**REQUIREMENTS:**
In the data below, begin at the line that has "around the doorway" and stop after the line that has "[221, 120, 339, 393]". Write out all of those lines again in full, increasing each bounding box coordinate in the output by 103 and leaving every other number unchanged.

[Source data]
■ ■ ■ ■

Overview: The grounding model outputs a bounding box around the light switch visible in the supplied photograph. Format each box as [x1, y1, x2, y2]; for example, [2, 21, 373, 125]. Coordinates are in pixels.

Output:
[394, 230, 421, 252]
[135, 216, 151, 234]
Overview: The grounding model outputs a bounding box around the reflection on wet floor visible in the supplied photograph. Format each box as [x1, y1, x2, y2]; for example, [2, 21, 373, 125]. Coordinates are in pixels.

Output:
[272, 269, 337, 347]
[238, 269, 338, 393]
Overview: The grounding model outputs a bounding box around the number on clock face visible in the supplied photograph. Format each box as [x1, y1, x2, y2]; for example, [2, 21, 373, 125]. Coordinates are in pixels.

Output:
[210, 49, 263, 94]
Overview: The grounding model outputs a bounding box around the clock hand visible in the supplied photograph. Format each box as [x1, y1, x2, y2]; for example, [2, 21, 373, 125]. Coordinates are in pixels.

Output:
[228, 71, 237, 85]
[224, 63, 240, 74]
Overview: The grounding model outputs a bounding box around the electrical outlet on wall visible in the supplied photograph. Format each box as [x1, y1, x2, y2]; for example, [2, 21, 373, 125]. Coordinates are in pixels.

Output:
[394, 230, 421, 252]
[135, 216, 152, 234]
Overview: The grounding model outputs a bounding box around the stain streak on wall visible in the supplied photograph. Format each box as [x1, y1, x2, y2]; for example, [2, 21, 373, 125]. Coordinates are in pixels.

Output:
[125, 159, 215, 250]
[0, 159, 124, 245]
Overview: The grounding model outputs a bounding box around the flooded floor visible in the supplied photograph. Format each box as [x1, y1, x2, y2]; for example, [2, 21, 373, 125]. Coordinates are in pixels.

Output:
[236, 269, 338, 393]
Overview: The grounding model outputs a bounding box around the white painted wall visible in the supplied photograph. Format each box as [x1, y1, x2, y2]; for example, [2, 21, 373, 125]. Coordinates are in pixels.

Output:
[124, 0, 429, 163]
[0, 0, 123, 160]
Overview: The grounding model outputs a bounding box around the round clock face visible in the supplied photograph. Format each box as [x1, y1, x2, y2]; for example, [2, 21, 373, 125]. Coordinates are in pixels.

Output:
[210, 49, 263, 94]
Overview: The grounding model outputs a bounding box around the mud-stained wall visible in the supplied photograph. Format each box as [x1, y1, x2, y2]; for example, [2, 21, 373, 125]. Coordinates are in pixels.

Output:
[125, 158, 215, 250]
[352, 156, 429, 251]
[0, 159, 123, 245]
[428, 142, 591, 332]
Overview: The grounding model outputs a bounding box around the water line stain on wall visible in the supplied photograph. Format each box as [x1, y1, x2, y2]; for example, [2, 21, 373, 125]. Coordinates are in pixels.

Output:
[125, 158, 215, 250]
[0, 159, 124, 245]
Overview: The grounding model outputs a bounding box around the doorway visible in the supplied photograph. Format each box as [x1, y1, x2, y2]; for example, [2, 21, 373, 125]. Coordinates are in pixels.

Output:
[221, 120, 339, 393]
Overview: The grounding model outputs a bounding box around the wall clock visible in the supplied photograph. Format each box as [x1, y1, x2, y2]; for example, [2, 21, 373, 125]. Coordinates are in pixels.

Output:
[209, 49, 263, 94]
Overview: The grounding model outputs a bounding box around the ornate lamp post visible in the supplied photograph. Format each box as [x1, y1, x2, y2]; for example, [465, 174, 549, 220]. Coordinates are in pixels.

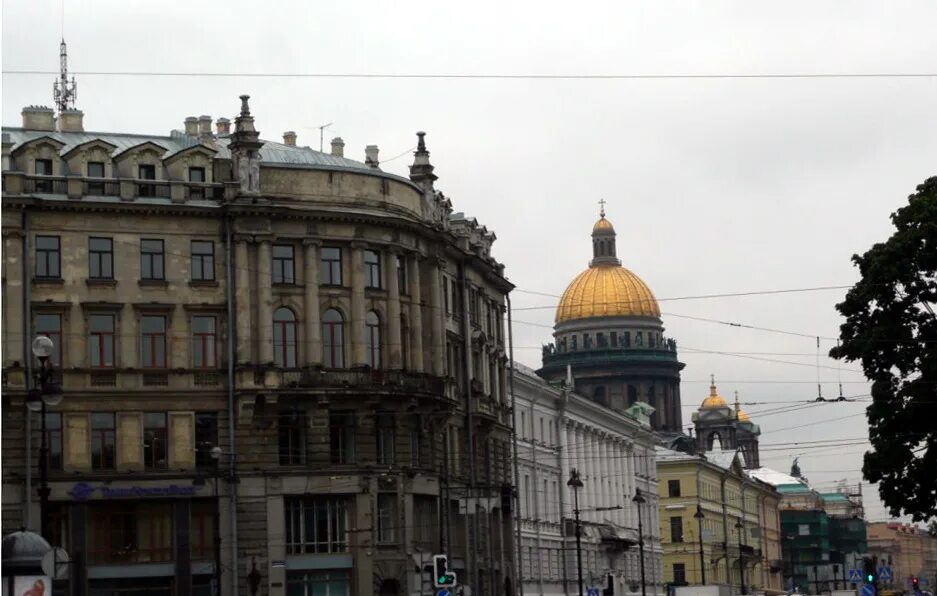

■ ■ ■ ■

**COMPLETED TASK:**
Overview: The grounding model outputs a bounding box around the doorway visible in the supplied photograph. Format each box as [x1, y1, x2, y2]; for example, [2, 21, 373, 125]. Coordinates are in pixels.

Output:
[324, 223, 442, 496]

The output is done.